:: 元の文書 ::
───

2021年2月、動産や債権等を担保の目的とする資金調達の利用の拡大、取引事情等に鑑み、法律関係の明確化、安定性の確保等の観点から、担保に関する法制の見直しについて諮問された。その後、昨年12月6日に「担保法制の見直しに関する中間試案」の取りまとめが行われ、今年3月に、パブリック・コメントの手続きが実施された。

(1)現状の問題点・目的等

日本の企業の資金調達においては銀行貸出しを中心とした間接金融の役割が大きく、その際の担保としては不動産担保(抵当権)や個人保証が多用されてきた。他方で、不動産を有しない中小企業やスタートアップ企業による資金調達の必要性があり、個人保証の場合に過大な責任を負うおそれもあること等などから、多様な資金調達手段を整備する必要性が指摘されている(注1)。
取引実務上は、在庫や事業継続に必要な機械等、融資を受ける者が引き続き占有する必要がある動産については動産譲渡担保や所有権留保売買等の取引が、また債権については債権譲渡担保の取引が広く利用されている。もっともこれらについては明文の規定がなく、判例法理によるものの判例の射程が明確でなく法的安定性にかける面があり、判例がルールを示していない論点もあることから、その明文化が求められていた(注2)。
これらの社会情勢を踏まえ、2021年2月、動産や債権等を担保の目的とする資金調達の利用の拡大、取引事情等に鑑み、法律関係の明確化、安定性の確保等の観点から、担保に関する法制の見直しについて諮問された。

(注1)法務省:「担保法制の見直しに関する中間試案」(令和4年12月6日)の取りまとめ (moj.go.jp)。自由と正義「担保法制の見直しに関する中間試案について」vol.74 No6、2023年6月号有吉尚哉、阪口彰洋、大澤加奈子、粟田口太郎8頁以下。朝日新聞社Website「法と経済のジャーナル Asahi Judiciary」『集合動産・集合債権・事業担保 担保法改正の最新動向と倒産手続き』紺田哲司。
(注2)2003年1月:経済産業省企業法制研究会(担保制度研究会)「『不動産担保』から『事業の収益性に着目した資金調達』へ」報告書。2018年6月:「骨太の方針2018」閣議決定-「経営支援を強化するため、金融機関による担保・保証に依存しない融資の促進を通じて金融仲介機能を一層発揮させる」。2019年6月:「成長戦略フォローアップ」閣議決定-動産担保に関する法的枠組みや登記制度の整備の検討の必要性を具体的に明記。

───

:: 提供データ ::
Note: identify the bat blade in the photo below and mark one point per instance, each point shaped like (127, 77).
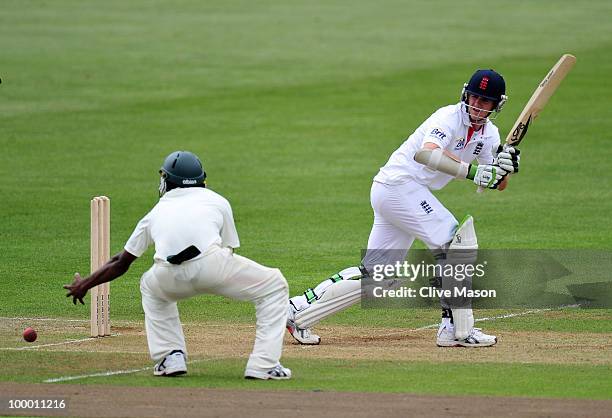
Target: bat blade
(539, 98)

───

:: 取り組む課題 ::
担保法制の見直しに関する文書を、最後の文の後から書き継いでください。 このデータはここでは使いません。

:: 課題の解答 ::
(2)審議の経緯等

2021年2月10日、法務省法制審議会総会で、担保法制の見直しに関する諮問→担保法制部会設置
2022年6月7日、「新しい資本主義のグランドデザイン及び実行計画」閣議決定、「…スタートアップ等が事業全体を担保に金融機関から成長資金を調達できる制度を創設するため、関連法案を早期に国会に提出することを目指す。」との指針
2022年9月30日、金融審議会「事業性に着目した融資実務を支える制度のあり方等に関するワーキング・グループ」(金融審WG)設置、
2022年12月6日、「担保法制の見直しに関する中間試案」の取りまとめ
パブリック・コメント手続き(~2023年3月20日)

なお、中間試案では「新たな規定に係る担保権」という用語が使用されているが、これは改正の法律構成については議論を先送りにして、①債務を担保する目的でされた一定の類型の契約について効力を定める方法(担保目的取引規律型)と、②質権、抵当権等と並ぶ担保物権を新たに創設する方法(担保物権創設型)という、2つのアプローチのいずれによるかをまだ明確にしないため、中立的な表現が採用されたことによる。以下、単に「新担保権」、「新動産担保権」等と記載する。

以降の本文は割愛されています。